BEGIN

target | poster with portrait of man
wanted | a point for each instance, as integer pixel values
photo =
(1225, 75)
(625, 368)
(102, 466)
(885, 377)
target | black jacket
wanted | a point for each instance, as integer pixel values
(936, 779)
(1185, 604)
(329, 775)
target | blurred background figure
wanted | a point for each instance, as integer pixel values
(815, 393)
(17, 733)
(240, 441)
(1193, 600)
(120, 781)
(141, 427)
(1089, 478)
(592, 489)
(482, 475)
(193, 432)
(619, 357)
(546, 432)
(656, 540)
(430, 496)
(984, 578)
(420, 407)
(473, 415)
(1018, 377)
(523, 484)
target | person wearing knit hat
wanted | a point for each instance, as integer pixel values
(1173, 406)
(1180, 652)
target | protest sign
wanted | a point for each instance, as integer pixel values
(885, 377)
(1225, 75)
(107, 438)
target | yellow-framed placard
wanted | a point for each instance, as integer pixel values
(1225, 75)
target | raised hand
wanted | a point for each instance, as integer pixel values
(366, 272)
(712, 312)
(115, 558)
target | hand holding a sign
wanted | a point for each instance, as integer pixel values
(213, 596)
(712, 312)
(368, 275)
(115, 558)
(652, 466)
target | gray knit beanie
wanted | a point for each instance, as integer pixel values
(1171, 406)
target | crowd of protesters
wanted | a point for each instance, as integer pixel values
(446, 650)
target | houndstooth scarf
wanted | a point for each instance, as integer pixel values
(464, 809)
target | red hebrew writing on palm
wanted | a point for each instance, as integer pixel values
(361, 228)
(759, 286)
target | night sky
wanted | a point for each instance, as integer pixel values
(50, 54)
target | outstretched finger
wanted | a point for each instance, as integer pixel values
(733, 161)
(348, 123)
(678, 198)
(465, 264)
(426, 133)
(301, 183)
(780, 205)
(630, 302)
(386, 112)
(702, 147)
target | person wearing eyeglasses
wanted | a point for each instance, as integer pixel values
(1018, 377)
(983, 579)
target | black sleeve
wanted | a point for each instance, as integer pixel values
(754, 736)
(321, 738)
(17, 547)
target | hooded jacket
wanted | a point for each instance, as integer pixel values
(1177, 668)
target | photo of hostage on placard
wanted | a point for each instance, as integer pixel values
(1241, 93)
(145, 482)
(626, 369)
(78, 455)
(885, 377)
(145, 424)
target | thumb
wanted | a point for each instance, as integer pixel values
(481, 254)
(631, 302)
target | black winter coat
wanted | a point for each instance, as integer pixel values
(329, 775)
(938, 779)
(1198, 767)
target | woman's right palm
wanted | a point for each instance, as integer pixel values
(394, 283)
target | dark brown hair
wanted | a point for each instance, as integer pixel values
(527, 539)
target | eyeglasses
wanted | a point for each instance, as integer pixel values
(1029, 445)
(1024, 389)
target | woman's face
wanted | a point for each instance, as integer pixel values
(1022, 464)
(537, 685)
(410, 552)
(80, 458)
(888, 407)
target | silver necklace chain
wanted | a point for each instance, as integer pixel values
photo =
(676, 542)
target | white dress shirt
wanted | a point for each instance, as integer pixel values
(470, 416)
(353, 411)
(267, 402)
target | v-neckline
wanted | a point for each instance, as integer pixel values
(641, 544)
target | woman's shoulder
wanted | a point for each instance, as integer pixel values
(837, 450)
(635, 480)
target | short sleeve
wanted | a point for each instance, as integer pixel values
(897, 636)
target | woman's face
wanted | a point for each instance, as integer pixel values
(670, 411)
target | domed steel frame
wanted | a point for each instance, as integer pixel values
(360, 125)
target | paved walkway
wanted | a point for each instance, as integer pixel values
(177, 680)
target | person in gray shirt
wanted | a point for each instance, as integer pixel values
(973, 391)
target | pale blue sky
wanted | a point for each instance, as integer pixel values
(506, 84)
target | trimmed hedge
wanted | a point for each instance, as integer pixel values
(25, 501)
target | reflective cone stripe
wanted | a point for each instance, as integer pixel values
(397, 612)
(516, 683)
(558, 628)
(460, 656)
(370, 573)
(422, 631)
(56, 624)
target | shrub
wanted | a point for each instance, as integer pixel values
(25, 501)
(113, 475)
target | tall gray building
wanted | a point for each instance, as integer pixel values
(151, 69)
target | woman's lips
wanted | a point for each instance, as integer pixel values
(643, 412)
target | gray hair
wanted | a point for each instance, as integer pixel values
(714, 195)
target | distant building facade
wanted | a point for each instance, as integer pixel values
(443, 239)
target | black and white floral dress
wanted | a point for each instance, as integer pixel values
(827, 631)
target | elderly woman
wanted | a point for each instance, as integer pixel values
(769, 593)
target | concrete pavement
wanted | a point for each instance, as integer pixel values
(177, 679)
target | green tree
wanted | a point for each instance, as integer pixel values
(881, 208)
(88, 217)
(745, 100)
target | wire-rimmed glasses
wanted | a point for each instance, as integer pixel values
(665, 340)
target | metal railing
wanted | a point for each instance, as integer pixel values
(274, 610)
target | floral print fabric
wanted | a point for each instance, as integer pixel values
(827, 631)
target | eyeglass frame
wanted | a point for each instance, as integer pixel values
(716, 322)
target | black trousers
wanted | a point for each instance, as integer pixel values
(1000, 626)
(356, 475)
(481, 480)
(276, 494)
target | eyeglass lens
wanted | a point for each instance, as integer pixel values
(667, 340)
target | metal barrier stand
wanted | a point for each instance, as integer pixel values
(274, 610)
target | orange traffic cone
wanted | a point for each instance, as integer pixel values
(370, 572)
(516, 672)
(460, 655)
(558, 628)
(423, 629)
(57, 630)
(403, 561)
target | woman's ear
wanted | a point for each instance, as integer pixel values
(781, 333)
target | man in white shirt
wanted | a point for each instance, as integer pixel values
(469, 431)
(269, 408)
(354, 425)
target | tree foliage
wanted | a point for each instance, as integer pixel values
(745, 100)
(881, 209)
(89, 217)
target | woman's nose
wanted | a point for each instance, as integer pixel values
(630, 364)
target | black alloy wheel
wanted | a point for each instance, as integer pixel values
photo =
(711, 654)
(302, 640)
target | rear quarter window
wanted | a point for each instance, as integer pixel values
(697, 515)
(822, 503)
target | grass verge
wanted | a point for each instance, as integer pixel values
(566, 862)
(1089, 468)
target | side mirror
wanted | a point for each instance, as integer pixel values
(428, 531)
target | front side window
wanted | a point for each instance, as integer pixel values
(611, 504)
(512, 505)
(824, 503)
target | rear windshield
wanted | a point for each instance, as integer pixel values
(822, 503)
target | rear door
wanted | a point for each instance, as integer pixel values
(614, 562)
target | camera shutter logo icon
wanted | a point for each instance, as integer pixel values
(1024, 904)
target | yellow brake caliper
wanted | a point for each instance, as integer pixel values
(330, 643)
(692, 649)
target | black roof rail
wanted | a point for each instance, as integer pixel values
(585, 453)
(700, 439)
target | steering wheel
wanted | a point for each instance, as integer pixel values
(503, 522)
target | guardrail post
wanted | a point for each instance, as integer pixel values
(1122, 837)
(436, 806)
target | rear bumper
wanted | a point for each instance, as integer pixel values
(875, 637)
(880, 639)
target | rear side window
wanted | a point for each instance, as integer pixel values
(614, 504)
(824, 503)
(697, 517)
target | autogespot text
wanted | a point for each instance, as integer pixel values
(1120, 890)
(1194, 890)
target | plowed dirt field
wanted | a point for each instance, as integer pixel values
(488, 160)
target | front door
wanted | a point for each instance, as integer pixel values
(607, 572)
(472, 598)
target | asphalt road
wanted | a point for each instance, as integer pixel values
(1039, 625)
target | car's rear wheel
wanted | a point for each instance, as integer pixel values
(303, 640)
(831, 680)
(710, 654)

END

# [REQUIREMENT]
Go through the data above and repeat all of it exactly.

# [RESULT OF THIS TASK]
target | poster with portrait of man
wanted | a point for each instance, as integer pixel values
photo =
(1225, 75)
(625, 368)
(102, 466)
(885, 377)
target | black jacket
wanted | a point for each instance, as integer pixel values
(936, 779)
(1185, 604)
(329, 775)
target | blurred background figure
wanted | a point for each instance, as integer pixel values
(815, 393)
(17, 733)
(240, 441)
(1193, 600)
(120, 781)
(141, 427)
(1089, 478)
(592, 489)
(482, 475)
(193, 432)
(619, 357)
(546, 432)
(656, 540)
(430, 496)
(984, 578)
(420, 407)
(473, 415)
(1018, 377)
(523, 484)
target | person wearing knit hat
wanted | a point for each instance, as integer pixel values
(1173, 406)
(1180, 652)
target | protest sign
wanted | a point for each instance, as integer pixel values
(885, 377)
(1225, 75)
(107, 438)
target | yellow-framed placard
wanted | a point for each instance, as integer pixel values
(1225, 75)
target | raised hand
wanted | a point for each instance, as integer pixel values
(366, 272)
(712, 312)
(115, 558)
target | hand holding a sign
wanted | a point for each instance, as integer pixel values
(213, 596)
(712, 312)
(368, 275)
(115, 558)
(652, 466)
target | gray knit beanie
wanted | a point for each instance, as integer pixel values
(1171, 406)
target | crowd of protesters
wanted | a point for each instance, as integer pixel values
(446, 650)
target | houndstooth scarf
wanted | a point for each instance, as integer pixel values
(464, 809)
target | red hebrew writing on palm
wanted | a point for each instance, as integer pixel values
(361, 228)
(759, 286)
target | night sky
wanted | a point for each instance, as integer pixel values
(50, 54)
target | outstretched finger
wanted | a point for each instance, as integer pixel values
(733, 161)
(348, 123)
(678, 198)
(465, 264)
(426, 133)
(301, 183)
(780, 205)
(630, 302)
(386, 112)
(702, 147)
target | person wearing eyeglasses
wanted | a point for each instance, as integer pixel values
(1018, 377)
(983, 579)
target | black sleeve
wanted | a point for each instance, as integer pixel values
(754, 736)
(321, 738)
(17, 547)
target | hooded jacket
wanted | a point for each instance, as integer pixel values
(1177, 668)
target | photo of hostage on placard
wanted | a point for each instance, as integer pixel values
(1241, 93)
(145, 482)
(626, 369)
(78, 455)
(885, 377)
(145, 424)
target | thumb
wanted | a point for each instance, as integer pixel values
(481, 254)
(631, 302)
target | black winter coat
wanted | a point for each instance, as integer pixel values
(329, 775)
(938, 779)
(1198, 767)
target | woman's right palm
wanted | a point for each instance, as integer pixel values
(394, 283)
target | dark brown hair
wanted | a point for each instance, as integer pixel values
(527, 539)
target | eyeglasses
wanted | a point for each instance, as integer pixel values
(1029, 445)
(1024, 389)
target | woman's face
wanted | a point for each instance, as integer pixel values
(1022, 464)
(537, 685)
(410, 552)
(80, 458)
(888, 407)
target | silver necklace chain
wanted | a point for each instance, as integer pixel values
photo =
(676, 542)
target | white dress shirt
wanted | a point for each instance, as integer pixel values
(470, 416)
(353, 411)
(267, 402)
target | v-neckline
wanted | a point for each instance, as integer pixel values
(641, 544)
target | woman's shoulder
wanted | a point for each instance, as integer pixel values
(837, 450)
(635, 480)
target | short sleeve
wanted | a point for each instance, as integer pixel values
(897, 636)
target | woman's face
wanted | a point for each instance, as integer pixel values
(670, 411)
target | domed steel frame
wanted | a point for each instance, as integer pixel values
(360, 125)
target | paved walkway
wanted | a point for each instance, as integer pixel values
(177, 680)
target | person in gray shirt
wanted | a point for each instance, as integer pixel values
(973, 391)
target | pale blue sky
wanted | a point for each instance, as integer pixel values
(506, 84)
target | trimmed hedge
wanted | a point for each instance, as integer pixel values
(25, 501)
target | reflective cone stripe
wanted | a point for each instance, as integer pixel values
(397, 612)
(516, 683)
(558, 628)
(460, 656)
(370, 573)
(422, 631)
(56, 624)
target | shrub
wanted | a point for each instance, as integer pixel values
(25, 501)
(113, 475)
target | tall gray building
wanted | a point for each instance, as integer pixel values
(151, 69)
target | woman's lips
wanted | a point for each instance, as integer pixel values
(643, 412)
target | gray hair
wanted | a point for each instance, as integer pixel values
(714, 195)
target | distant building facade
wanted | a point for each instance, as integer pixel values
(443, 239)
target | black and white floral dress
wanted | a point for each instance, as integer pixel values
(827, 631)
target | elderly woman
wanted | a point for each instance, as integer pixel values
(769, 593)
target | concrete pavement
wanted | a point for each instance, as integer pixel values
(177, 679)
target | green tree
wanted | a point for each instance, as integer pixel values
(881, 208)
(88, 217)
(745, 100)
target | wire-rimmed glasses
wanted | a point for each instance, as integer pixel values
(665, 340)
target | metal railing
wanted | a point for each instance, as integer pixel values
(274, 610)
target | floral print fabric
wanted | a point for each instance, as integer pixel values
(827, 631)
target | eyeglass frame
wanted | a point for each instance, as integer pixel values
(716, 322)
target | black trousers
wanted | a point for each instance, as integer pixel values
(1000, 626)
(356, 475)
(481, 480)
(276, 494)
target | eyeglass lens
wanted | a point for each instance, as integer pixel values
(667, 340)
target | metal barrier stand
wanted | a point for each instance, as integer pixel values
(274, 610)
target | orange traffic cone
wanted | a point for each instance, as integer pixel values
(370, 572)
(516, 672)
(460, 655)
(558, 628)
(423, 629)
(57, 630)
(403, 561)
target | woman's ear
wanted | a point for each instance, as integer pixel values
(781, 333)
target | man in white shirt
wanted | a point for each instance, as integer pixel values
(469, 431)
(269, 408)
(354, 425)
target | tree foliage
wanted | a point for each instance, as integer pixel values
(745, 100)
(881, 209)
(89, 217)
target | woman's nose
wanted | a point for each instance, as integer pixel values
(630, 364)
target | black alloy wheel
wanted | a point for each instance, as integer pixel values
photo =
(711, 654)
(302, 640)
target | rear quarter window
wanted | a point for each instance, as integer pixel values
(697, 515)
(822, 503)
target | grass verge
wanted | a point for each instance, as integer pixel values
(566, 862)
(1089, 468)
target | side mirror
wanted | a point for each instance, as integer pixel values
(428, 531)
target | front side window
wanted | a point for each instance, as integer pixel values
(611, 504)
(512, 505)
(824, 503)
target | rear windshield
wanted | a point for each instance, as integer pixel values
(822, 503)
target | rear door
wanted | a point for each instance, as integer pixel values
(614, 562)
target | camera shutter logo icon
wanted | a point for each instance, as integer pixel values
(1024, 904)
target | yellow brake caliper
wanted | a point for each instance, as integer pixel values
(330, 643)
(692, 649)
target | black roof rail
wanted | a point for each instance, as integer pixel values
(585, 453)
(700, 439)
target | steering wheel
wanted | a point for each instance, as integer pixel values
(503, 522)
target | guardrail post
wanted | a point for each instance, as integer pixel values
(1122, 837)
(436, 806)
target | rear bumper
wanted | a point for each instance, as integer pixel values
(875, 637)
(880, 639)
target | rear side window
wanted | a point for each instance, as integer pixel values
(614, 504)
(824, 503)
(697, 517)
target | autogespot text
wanted | a point for each instance, as integer pixel values
(1120, 890)
(1194, 890)
target | plowed dirt field
wanted | a point for each instance, as integer pixel values
(488, 160)
target | front door
wanted | a point for each instance, as integer pixel values
(607, 572)
(472, 598)
target | asphalt road
wanted | a point for each instance, as integer pixel values
(1039, 625)
target | car's rear wheel
wanted | a point for each instance, as integer pixel values
(303, 640)
(831, 680)
(710, 654)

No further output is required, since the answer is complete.